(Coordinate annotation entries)
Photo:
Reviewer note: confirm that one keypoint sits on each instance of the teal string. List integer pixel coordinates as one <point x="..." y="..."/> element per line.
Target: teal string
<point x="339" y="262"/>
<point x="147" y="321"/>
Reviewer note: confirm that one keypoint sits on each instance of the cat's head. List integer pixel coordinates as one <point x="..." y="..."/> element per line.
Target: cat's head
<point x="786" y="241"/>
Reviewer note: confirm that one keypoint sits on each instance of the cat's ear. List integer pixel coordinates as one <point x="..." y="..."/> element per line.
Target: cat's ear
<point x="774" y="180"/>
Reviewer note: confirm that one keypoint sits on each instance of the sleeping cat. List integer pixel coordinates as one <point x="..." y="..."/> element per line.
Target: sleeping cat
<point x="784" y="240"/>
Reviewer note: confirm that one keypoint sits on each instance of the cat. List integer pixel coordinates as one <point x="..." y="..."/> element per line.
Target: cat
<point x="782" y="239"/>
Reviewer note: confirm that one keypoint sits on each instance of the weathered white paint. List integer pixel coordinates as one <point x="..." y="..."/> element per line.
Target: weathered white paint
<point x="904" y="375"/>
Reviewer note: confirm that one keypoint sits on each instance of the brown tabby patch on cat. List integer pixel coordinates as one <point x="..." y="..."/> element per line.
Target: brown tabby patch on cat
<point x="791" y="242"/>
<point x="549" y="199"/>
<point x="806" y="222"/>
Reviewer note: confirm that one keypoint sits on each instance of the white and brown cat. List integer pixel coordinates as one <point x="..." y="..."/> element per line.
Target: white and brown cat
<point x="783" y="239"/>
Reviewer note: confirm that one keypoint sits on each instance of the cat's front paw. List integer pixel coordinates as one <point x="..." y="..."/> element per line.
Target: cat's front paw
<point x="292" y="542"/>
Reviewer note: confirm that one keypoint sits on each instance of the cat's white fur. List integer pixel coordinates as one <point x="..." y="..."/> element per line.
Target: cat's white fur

• _Short task_
Repeat the entries above exactly, leaving nothing out.

• _Exercise answer_
Photo:
Reviewer note: confirm that one keypoint sits on each instance of the teal string. List integer pixel coordinates as one <point x="..." y="..."/> element per line.
Target: teal string
<point x="339" y="262"/>
<point x="147" y="321"/>
Reviewer note: confirm that one keypoint sits on each instance of the cat's head. List integer pixel coordinates as one <point x="..." y="..."/> element per line.
Target: cat's head
<point x="786" y="241"/>
Reviewer note: confirm that one keypoint sits on each instance of the cat's ear. List integer pixel coordinates as one <point x="..." y="..."/> element per line.
Target: cat's ear
<point x="774" y="180"/>
Reviewer note: confirm that one keypoint sits on each instance of the sleeping cat. List integer pixel coordinates as one <point x="..." y="..."/> element per line.
Target: sleeping cat
<point x="784" y="240"/>
Reviewer note: confirm that one keypoint sits on each instance of the cat. List integer pixel coordinates as one <point x="..." y="..."/> element per line.
Target: cat
<point x="782" y="239"/>
Reviewer note: confirm that one keypoint sits on each instance of the weathered white paint. List integer pixel coordinates as one <point x="..." y="..."/> element per line.
Target: weathered white paint
<point x="904" y="375"/>
Reviewer note: confirm that one keypoint sits on each instance of the brown tabby patch on cat. List integer pixel coordinates as one <point x="..." y="..."/> element per line.
Target: brown tabby patch on cat
<point x="791" y="242"/>
<point x="549" y="199"/>
<point x="806" y="222"/>
Reviewer note: confirm that one keypoint sits on each instance of the white and brown cat. List integer pixel coordinates as one <point x="..." y="..."/> element per line.
Target: white and brown cat
<point x="783" y="239"/>
Reviewer note: confirm that one keypoint sits on each instance of the cat's front paw. List integer pixel coordinates as one <point x="..." y="..."/> element per line.
Target: cat's front paw
<point x="292" y="542"/>
Reviewer note: confirm that one keypoint sits on each instance of the cat's white fur. List integer pixel coordinates as one <point x="..." y="..."/> element per line.
Target: cat's white fur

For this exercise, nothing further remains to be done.